(INSTRUCCIONES DE TRABAJO) ¿Puedes continuar el texto sobre los normalistas de Ayotzinapa y las familias de los desaparecidos a partir de su última oración?

Afortunadamente, a la Normal sigue llegando comida y apoyo, muchas veces de las redes tejidas en los viajes de las víctimas, pero la situación no es fácil. El objetivo es mantenerse unidos para no perder fuerza pero la desesperanza crece.
“La única opción es mantenernos juntos”, sentencia categórico Omar, uno de los normalistas superviviente de la noche triste de Iguala, como ya se la conoce. “Mientras sus hijos no estén, no les vamos a dejar trabajar porque entonces la unidad se rompe”, asegura. Omar conoce bien ese refrán de ‘divide y vencerás’. Y el Partido Revolucionario Institucional, que regresó al poder en 2012, lo conoce aún mejor.
A lo largo de estos meses algunos familiares han intentado avanzar por libre, sin éxito. Otros han escuchado jugosas ofertas de apoyo económico para tirar la toalla y organizaciones ‘solidarias’ intentaron ganar protagonismo para sus propios fines bajo el paraguas de “Ayotzinapa somos todos”.
Los movimientos de izquierda en México “no buscan la transformación profunda sino la confrontación para luego negociar componendas”, lamentaba Omar en un texto que hizo público cuando se cumplían 9 meses de los hechos. “Si algo indigna hoy más a los normalistas es la gente que se ha colgado del dolor de los padres”, añade.
Este estudiante asegura que ahora las personas quizás vean que ya no hay mucha gente en la escuela, que las manifestaciones no son tan grandes, dirán que el tiempo ha hecho su trabajo, que hay menos solidaridad pero “nosotros no lo vemos así”. “No se puede controlar que se infiltre gente, siempre pasa. Pero la verdad es que estamos como al principio: sin nuestros compañeros y con apoyo”.
Y escuchar a los padres lo corrobora. Para ellos el tiempo se detuvo. “Seguiremos exigiendo al gobierno que nos los entreguen. Sentimos que los chavos viven”, afirma Don Eleucadio. Sus palabras sonarían totalmente irreales si no es por la firmeza y el sufrimiento que cruzan la cara de este campesino.
El duelo es otro desaparecido. “Ante un suceso traumático siempre hay una primera fase de shock y desconcierto. El problema es que aquí esa fase no se ha superado porque sigue sin haber certezas, no se puede asumir una realidad que no se conoce”, lamenta María Cristóbal. “Falla el acceso a la verdad y no como un derecho humano sino como condición imprescindible para la salud y el desarrollo futuro”.

(CONJUNTO DE DATOS)
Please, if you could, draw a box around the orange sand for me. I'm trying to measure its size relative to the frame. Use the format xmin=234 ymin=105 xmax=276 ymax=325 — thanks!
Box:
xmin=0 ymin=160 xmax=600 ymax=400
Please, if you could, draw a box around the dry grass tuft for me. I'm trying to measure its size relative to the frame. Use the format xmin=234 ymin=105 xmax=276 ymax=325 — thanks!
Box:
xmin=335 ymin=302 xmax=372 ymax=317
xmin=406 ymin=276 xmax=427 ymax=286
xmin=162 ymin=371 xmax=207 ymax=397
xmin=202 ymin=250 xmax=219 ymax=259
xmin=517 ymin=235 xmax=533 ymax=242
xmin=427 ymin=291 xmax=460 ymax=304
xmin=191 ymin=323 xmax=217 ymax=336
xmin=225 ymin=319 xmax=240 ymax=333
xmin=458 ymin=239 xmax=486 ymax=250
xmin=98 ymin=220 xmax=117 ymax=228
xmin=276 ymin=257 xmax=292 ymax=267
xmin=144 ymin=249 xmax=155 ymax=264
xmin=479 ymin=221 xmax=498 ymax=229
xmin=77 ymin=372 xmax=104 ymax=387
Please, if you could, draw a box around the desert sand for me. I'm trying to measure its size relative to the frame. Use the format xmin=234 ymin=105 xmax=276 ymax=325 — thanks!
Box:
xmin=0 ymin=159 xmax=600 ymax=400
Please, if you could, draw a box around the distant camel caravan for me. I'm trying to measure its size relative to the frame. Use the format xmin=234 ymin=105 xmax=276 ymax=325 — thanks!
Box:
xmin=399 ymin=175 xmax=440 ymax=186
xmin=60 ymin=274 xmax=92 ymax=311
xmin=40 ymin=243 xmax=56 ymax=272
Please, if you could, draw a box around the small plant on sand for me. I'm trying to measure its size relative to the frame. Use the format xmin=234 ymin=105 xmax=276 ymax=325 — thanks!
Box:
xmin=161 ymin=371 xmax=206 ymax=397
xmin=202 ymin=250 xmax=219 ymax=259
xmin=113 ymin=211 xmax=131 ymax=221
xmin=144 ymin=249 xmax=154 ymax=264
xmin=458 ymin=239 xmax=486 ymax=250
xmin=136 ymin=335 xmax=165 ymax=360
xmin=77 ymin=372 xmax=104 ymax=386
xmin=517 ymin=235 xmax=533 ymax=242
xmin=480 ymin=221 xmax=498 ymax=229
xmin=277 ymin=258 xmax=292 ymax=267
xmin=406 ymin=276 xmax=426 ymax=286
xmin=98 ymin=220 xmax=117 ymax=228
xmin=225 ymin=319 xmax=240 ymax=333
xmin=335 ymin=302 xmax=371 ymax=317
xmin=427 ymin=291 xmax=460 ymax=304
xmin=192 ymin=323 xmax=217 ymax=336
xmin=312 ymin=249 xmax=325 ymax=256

(RESULTADO DE LA TAREA)
En Ayotzinapa hay verdades incompletas, medias verdades, verdades fabricadas hasta una “verdad histórica”, eufemismo con el que el ex fiscal general Jesús Murillo Karam ofreció la versión oficial de los hechos. Es la que dice que los muchachos querían enturbiar un acto del alcalde de Iguala, José Luis Abarca, y que este ordenó a policías municipales de esta localidad y de la vecina Cocula que se deshicieran de los chicos. La que asegura que los agentes entregaron a los jóvenes al crimen organizado y que sicarios del grupo Guerreros Unidos los llevaron a un basurero y ahí los prendieron fuego en una hoguera que duró horas y horas hasta que sus restos quedaron convertidos en ceniza y fueron arrojados al río. Esa es la “verdad histórica” para el gobierno de México.
Otra cosa es la Verdad, con mayúsculas, algo impreciso todavía. Y buscarla, como dice la especialista de MSF, “implica nuevos riesgos, amenazas, más miedos”.
De momento, las investigaciones no ofrecen muchas respuestas aunque el grupo de expertos de la CIDH se muestra esperanzado y en septiembre presentará un informe que confía proporcione algunas certezas. Todos piden que se siga buscando a los jóvenes, aunque no se tiene constancia de que las autoridades lo estén haciendo, y lanzan más preguntas. Pero el documento la de la Comisión Nacional de Derechos Humanos (CNDH), coincidente en muchas partes con los avances preliminares dados a conocer por el Equipo Argentino de Antropología Forense y por los expertos de la CIDH deja un regusto muy amargo. Si, como dice el informe, no se entrevistó a testigos claves, no se detuvo a todos supuestos involucrados, no se rastrearon las últimas llamadas desde los móviles de los desparecidos, no se enseñaron a los padres objetos personajes encontrados en los lugares de los hechos , si puede haber otras corporaciones de seguridad involucradas, otras ‘rutas de la desaparición’, si ni siquiera hay certeza de que los restos supuestamente atribuidos a los estudiantes sean de humanos ¿qué hicieron todas las autoridades durante diez meses en la que el gobierno consideró la investigación más grande de la historia de México? ¿Cómo construyeron su ‘verdad histórica’?
Para agravar más las cosas, semanas después del informe de la CNDH, los expertos de la CIDH avanzaron algunos datos del suyo que apuntaban a la ocultación y destrucción de pruebas, como un vídeo de uno de los lugares del crimen que fue custodiado por las autoridades y luego eliminado.
Hay más de cien detenidos entre policías locales, funcionarios (como el alcalde de Iguala) y miembros del crimen organizado. Algunos de los encarcelados denunciaron haber sido torturaros. Entre ellos no hay ningún alto cargo. Tampoco hay ningún militar, a los que ni siquiera se ha interrogado pese a que las víctimas los vinculan con los hechos por acción u omisión y pese a que los expertos de la CIDH han insistido en que sus testimonios pueden ser clave. El gobierno tardó cinco meses en responder a su petición de poder entrevistarles. Cuando lo hizo fue de forma negativa: no se autorizaba el interrogatorio porque eso “pondría en peligro la legalidad de la investigación”.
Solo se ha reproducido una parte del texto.